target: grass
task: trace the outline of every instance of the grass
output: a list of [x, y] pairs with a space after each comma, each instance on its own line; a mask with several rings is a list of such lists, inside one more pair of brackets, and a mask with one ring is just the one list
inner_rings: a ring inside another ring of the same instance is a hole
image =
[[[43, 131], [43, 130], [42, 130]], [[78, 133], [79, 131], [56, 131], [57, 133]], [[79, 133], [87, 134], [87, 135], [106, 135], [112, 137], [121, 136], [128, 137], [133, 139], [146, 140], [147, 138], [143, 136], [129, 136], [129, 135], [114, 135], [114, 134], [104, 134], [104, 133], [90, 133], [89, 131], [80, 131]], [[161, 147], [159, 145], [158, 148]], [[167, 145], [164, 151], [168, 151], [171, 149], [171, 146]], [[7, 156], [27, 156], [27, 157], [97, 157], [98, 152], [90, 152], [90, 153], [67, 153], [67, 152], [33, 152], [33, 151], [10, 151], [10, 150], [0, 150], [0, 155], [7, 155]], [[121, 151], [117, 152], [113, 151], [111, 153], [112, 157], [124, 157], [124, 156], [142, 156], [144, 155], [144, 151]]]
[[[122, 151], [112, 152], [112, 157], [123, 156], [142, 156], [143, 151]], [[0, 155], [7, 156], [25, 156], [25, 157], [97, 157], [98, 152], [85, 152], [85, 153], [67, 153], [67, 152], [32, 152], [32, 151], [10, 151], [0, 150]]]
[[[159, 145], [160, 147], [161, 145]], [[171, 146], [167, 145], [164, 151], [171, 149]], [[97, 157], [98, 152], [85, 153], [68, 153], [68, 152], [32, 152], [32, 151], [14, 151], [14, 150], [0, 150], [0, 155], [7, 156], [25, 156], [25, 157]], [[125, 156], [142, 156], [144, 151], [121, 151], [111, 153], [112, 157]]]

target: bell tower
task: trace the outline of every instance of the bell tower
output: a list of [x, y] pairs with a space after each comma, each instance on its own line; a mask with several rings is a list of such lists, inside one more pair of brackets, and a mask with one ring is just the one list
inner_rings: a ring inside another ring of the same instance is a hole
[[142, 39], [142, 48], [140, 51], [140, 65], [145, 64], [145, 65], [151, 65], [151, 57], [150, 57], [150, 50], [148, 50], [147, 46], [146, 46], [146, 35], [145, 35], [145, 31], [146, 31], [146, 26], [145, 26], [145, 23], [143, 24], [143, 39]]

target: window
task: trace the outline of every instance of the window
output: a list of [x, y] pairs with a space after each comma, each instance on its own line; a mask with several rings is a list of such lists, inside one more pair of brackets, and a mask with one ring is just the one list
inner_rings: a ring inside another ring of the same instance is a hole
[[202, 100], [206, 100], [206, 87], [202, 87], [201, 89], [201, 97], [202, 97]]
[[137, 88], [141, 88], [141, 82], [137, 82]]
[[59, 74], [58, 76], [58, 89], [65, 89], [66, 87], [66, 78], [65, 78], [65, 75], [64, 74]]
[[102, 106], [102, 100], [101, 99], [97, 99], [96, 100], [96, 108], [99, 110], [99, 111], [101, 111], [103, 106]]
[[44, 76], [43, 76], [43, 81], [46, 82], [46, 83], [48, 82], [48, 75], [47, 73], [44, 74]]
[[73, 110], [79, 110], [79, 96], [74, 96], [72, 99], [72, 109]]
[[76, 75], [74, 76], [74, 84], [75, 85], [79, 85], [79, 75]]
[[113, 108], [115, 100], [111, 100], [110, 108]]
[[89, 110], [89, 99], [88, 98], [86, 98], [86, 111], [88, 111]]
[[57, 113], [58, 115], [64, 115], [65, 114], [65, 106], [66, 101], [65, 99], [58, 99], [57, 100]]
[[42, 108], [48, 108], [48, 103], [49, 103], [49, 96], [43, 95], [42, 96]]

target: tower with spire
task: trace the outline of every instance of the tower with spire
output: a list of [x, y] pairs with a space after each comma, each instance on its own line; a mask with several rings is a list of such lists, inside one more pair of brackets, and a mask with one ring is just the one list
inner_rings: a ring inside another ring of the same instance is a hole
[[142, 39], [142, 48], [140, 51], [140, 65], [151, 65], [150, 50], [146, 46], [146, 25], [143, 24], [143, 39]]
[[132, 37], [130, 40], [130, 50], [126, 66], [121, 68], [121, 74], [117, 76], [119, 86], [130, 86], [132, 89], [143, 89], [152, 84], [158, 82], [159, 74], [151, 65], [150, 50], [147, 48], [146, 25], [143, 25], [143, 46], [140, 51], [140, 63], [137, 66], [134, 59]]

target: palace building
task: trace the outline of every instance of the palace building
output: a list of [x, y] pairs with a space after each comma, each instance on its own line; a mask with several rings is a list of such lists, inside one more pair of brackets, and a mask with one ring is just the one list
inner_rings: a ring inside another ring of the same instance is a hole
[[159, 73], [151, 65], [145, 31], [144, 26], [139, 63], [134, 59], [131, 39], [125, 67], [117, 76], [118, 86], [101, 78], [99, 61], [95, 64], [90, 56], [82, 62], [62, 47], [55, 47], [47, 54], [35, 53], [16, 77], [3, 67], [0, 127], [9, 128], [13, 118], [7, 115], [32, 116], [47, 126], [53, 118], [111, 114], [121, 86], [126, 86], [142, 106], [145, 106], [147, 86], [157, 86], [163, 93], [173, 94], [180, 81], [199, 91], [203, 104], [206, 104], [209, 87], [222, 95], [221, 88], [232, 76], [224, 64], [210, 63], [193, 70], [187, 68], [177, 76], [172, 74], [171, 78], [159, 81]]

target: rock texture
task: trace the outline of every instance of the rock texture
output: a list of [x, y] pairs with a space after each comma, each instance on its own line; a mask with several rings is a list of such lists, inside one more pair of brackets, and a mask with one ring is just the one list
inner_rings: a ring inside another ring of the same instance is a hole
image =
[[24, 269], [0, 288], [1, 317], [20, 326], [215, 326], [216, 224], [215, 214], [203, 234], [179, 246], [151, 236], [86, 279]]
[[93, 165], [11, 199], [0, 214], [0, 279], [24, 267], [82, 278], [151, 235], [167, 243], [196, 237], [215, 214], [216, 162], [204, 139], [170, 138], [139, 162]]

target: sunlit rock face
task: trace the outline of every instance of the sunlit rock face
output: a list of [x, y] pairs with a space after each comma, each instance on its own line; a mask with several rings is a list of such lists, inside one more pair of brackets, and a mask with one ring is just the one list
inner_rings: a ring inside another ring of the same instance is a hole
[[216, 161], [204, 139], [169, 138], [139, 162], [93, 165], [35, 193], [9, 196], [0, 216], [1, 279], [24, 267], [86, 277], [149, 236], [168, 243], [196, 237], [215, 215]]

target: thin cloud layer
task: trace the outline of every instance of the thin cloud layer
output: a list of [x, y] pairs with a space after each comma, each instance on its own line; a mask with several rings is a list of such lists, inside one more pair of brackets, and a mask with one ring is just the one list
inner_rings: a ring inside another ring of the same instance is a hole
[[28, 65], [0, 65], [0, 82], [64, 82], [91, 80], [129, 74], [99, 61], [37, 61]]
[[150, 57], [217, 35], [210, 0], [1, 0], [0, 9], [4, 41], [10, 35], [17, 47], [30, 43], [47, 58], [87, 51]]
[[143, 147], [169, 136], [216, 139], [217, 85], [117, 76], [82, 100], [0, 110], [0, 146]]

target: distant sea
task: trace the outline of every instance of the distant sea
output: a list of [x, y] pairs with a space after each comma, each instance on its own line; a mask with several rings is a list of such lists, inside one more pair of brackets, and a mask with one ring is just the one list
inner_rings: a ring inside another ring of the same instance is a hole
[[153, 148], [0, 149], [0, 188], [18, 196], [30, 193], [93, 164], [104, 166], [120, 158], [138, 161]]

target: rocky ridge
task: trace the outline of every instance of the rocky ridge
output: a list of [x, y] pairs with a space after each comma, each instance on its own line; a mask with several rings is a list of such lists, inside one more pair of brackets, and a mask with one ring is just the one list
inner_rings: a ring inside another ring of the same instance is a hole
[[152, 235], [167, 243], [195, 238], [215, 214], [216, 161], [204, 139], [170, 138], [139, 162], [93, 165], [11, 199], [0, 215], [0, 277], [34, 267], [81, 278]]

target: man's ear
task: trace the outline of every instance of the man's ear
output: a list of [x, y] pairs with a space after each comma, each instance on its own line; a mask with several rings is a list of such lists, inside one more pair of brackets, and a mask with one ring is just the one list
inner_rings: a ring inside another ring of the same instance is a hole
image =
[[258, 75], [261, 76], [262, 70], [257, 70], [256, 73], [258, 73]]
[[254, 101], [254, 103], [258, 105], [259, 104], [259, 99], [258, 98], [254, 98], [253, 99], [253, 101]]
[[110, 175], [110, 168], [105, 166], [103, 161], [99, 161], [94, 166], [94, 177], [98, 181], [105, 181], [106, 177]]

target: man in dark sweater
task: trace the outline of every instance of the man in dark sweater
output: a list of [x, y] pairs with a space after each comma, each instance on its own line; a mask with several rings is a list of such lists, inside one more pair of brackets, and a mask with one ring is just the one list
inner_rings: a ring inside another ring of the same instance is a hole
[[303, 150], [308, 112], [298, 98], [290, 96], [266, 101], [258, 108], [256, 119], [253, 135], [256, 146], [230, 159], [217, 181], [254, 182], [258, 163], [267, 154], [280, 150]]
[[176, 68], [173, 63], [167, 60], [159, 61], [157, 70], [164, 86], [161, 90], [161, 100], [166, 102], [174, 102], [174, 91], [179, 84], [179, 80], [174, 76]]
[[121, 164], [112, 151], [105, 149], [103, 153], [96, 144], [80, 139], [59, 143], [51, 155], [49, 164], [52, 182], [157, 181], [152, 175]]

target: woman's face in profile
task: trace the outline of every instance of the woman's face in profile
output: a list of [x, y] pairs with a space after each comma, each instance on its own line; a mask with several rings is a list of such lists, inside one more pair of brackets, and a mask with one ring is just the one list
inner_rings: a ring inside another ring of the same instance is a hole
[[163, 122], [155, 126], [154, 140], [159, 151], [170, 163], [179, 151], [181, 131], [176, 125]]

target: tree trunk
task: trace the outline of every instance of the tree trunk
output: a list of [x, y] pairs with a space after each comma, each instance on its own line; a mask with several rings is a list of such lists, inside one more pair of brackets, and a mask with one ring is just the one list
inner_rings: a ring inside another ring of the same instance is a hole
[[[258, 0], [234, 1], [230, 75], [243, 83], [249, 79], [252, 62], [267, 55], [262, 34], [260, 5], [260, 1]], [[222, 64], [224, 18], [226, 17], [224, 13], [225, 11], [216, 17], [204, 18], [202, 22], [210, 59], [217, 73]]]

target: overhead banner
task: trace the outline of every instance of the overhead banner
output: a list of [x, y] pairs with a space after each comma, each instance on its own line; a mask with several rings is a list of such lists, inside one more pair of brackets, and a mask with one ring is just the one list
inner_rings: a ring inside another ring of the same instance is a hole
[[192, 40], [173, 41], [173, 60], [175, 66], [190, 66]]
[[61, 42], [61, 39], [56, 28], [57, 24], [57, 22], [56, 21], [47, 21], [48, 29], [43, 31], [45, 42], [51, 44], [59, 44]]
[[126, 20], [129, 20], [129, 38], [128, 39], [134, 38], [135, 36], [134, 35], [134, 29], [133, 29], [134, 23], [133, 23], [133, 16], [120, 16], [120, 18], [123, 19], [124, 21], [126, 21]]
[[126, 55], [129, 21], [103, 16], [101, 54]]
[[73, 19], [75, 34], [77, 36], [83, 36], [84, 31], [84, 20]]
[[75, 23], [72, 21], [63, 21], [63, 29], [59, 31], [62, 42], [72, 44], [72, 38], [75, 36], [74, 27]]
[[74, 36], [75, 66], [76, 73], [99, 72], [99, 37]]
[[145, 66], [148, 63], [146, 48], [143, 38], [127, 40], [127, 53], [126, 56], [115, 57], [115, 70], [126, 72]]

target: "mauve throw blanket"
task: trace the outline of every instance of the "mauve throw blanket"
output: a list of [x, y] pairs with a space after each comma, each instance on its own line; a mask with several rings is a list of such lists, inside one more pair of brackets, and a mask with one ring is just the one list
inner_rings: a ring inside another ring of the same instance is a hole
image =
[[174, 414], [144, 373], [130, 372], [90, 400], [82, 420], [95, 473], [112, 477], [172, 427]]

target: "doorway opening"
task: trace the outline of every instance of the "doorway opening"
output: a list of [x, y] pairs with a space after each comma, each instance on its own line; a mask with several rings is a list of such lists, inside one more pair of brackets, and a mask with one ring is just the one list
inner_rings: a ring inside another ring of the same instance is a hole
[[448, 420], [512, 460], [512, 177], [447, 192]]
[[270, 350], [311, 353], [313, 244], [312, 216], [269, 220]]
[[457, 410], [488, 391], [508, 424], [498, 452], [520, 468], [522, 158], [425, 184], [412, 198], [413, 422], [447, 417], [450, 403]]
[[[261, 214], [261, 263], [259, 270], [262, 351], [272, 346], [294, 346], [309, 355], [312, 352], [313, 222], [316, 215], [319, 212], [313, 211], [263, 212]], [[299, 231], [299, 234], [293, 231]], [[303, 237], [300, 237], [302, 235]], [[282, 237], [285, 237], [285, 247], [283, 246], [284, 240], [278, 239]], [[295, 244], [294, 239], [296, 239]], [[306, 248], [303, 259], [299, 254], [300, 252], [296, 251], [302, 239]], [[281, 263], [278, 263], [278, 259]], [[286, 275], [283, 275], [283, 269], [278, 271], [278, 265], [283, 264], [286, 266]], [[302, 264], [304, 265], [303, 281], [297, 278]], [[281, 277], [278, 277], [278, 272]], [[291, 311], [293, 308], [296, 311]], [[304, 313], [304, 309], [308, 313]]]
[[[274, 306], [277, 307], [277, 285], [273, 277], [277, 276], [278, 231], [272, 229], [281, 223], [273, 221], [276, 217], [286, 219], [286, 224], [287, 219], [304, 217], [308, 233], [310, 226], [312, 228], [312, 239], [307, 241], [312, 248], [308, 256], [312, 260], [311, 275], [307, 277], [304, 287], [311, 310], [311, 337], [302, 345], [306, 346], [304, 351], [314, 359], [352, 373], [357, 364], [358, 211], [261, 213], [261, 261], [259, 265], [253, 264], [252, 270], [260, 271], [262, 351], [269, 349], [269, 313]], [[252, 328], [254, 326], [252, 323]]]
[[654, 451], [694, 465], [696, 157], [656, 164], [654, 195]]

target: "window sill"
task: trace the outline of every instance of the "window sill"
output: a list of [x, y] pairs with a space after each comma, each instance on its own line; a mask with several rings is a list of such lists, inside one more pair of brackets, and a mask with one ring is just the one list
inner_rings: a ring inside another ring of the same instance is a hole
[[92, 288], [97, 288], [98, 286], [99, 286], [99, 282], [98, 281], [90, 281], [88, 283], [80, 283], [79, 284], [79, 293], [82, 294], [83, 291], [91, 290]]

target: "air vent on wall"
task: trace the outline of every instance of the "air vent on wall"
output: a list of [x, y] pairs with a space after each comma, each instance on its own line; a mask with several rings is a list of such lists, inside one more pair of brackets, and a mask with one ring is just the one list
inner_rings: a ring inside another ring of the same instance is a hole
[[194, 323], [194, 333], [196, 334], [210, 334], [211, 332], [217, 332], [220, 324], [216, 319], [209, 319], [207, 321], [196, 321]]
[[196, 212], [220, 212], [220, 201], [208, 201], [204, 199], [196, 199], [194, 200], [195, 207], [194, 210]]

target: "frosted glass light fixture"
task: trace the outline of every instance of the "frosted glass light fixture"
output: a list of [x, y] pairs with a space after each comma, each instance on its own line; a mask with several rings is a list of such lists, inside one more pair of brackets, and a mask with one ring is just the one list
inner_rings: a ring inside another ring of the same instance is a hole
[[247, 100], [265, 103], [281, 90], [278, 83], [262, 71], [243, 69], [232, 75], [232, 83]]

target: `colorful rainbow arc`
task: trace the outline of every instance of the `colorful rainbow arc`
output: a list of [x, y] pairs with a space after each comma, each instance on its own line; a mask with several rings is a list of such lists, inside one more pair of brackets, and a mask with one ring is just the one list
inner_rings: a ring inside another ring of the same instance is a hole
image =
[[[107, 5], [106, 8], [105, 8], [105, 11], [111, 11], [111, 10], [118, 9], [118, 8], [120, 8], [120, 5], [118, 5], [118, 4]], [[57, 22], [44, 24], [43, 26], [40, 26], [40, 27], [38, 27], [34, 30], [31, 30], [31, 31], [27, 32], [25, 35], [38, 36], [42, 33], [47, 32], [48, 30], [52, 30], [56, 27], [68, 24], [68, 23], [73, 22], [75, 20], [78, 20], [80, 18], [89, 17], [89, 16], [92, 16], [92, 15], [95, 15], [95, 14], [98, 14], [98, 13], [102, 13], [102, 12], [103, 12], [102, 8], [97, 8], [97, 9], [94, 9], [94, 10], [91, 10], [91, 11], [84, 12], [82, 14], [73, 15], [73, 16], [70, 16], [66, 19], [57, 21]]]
————————
Problem description
Copy the listing from the line with "target: bell tower" to the line with "23], [143, 24], [143, 39]]", both ends included, and add 124 to every x and y coordinate in the outline. Leave every other line unchanged.

Output below
target: bell tower
task: trace the outline of every instance of the bell tower
output: a list of [x, y] pairs with a space after each comma, each instance on its own line; a mask with several rings is a list of such lists, inside one more pair of brackets, and a mask with one ring is just the one list
inner_rings: a ring inside another ring of the same instance is a hole
[[266, 163], [266, 172], [264, 175], [264, 189], [269, 188], [269, 189], [275, 189], [275, 181], [274, 181], [274, 174], [272, 174], [271, 170], [270, 170], [270, 159], [269, 159], [269, 155], [270, 155], [270, 150], [269, 150], [269, 147], [267, 148], [267, 163]]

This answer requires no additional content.